*** Text shown ***

Visual and Physical Inspection
Several of the symptom procedures ask for careful
visual and physical inspection. This step is extremely
important. The visual and physical inspection can lead
to correcting a problem without further inspections, and
can save valuable time. Ensure that:
• The ECM grounds are clean, tight, and in their proper location.
• The vacuum hoses are not split or kinked, and properly connected. Inspect thoroughly for any
type of leak or restriction.
• The air intake ducts are not collapsed or damaged.
• The exhaust pipes are not collapsed or damaged.
• The engine harness wiring and terminals are properly connected and are not pinched or cut.
Intermittent
Important: Inspect for improper installation of electrical
components if an intermittent condition exists. Inspect
for aftermarket add-on electrical equipment devices,
lights, and cellular phones. Verify that no aftermarket
equipment is connected to the controller area network
(CAN) or other serial data circuit.
Important: The problem may or may not turn ON the
MIL/ SVS lamp or store a DTC. Faulty electrical
connections or wiring cause most intermittent
problems. Perform a careful visual and physical
inspection of the suspect connectors for the following
conditions:
• Improperly mated connector halves
• Terminals that are not seated
• Terminals that are damaged or improperly formed Reform or replace connector terminals in the problem
circuit in order to ensure proper contact tension.

*** End of Text shown ***
*** Data for analysis ***

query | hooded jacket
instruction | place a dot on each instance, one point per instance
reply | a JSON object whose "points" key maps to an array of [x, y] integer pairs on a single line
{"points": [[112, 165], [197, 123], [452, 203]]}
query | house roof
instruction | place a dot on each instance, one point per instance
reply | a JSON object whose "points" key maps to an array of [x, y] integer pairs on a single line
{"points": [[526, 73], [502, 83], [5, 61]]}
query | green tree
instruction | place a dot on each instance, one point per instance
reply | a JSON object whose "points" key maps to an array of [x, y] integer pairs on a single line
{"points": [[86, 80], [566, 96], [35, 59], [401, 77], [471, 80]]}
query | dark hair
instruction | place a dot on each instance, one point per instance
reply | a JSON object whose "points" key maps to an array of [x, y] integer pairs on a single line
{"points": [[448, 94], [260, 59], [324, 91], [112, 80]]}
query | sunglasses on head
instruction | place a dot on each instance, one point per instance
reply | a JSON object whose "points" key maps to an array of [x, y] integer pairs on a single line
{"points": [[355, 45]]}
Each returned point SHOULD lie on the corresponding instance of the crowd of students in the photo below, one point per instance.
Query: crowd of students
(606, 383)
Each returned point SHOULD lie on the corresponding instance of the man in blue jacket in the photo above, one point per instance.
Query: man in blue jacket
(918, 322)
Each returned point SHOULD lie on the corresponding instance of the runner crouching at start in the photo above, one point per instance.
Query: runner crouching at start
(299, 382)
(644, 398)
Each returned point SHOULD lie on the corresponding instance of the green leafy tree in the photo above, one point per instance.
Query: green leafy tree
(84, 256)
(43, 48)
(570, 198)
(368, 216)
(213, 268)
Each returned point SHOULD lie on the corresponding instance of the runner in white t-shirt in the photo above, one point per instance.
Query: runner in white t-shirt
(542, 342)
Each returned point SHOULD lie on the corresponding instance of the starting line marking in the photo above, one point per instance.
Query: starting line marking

*** End of Data for analysis ***

- **Exercise set**:
[1] Copy out the engine inspection text from "Important: The problem" to "proper contact tension.".
[2] Pick up the engine inspection text where it stops and write what comes next.

- **Results in order**:
[1]
Important: The problem may or may not turn ON the
MIL/ SVS lamp or store a DTC. Faulty electrical
connections or wiring cause most intermittent
problems. Perform a careful visual and physical
inspection of the suspect connectors for the following
conditions:
• Improperly mated connector halves
• Terminals that are not seated
• Terminals that are damaged or improperly formed Reform or replace connector terminals in the problem
circuit in order to ensure proper contact tension.

[2]
Remove the terminal from the connector body in order
to inspect for poor terminal wire connection.
Road test the vehicle with the DMM connected to the
suspected circuit. An abnormal reading that occurs
when the malfunction occurs is a good indication that
there is a malfunction in the circuit being monitored.
Use the scan tool in order to help detect intermittent
conditions. Useful features of the Tech 2 scan tool
include the following:
• Trigger the Snapshot feature in order to capture and store engine parameters when the malfunction
occurs. Review this stored information in order to
see the specific running conditions that caused the
malfunction.
• Freeze Frame/ Failure Record can also aid in locating an intermittent condition. Review and
capture the information in the Freeze Frame/
Failure Record associated with the intermittent
DTC being diagnosed. Drive the vehicle within the
conditions that were present when the DTC
originally set.
• Use the Plot Function on the scan tool in order to plot selected data parameters. Review this stored
information to aid in locating an intermittent
problem. Refer to the scan tool Users Guide for
more information.
Use the data recording module (DRM) in order to help
detect intermittent conditions. The DRM has ability to
store engine log data when an event of DTC. Maximum
three log data can be stored in the DRM memory. If
more than maximum number of storage is set, oldest
log data is overwritten. However, if same DTC is set
within eight hours that DTC is not stored in the DRM
memory.
The manual trigger function is to store the log data by
an arbitrary operation of the driver when an event of
wrong vehicle performance that is instead of an event
of DTC. If the driver presses and releases the manual
trigger switch once, that time becomes a trigger and
one log data before and behind the trigger is stored in
the DRM memory. When there is a space in the DRM
memory, log data is stored in that space. However,
when more than maximum number of storage is set,
oldest log data is overwritten.
Refer to the DRM Users Guide for more information.
Important: If the intermittent condition exists as a start
and then stall, test for DTCs relating to the vehicle theft
deterrent system. Test for improper installation of
electrical options such as lights, cellular phones, etc..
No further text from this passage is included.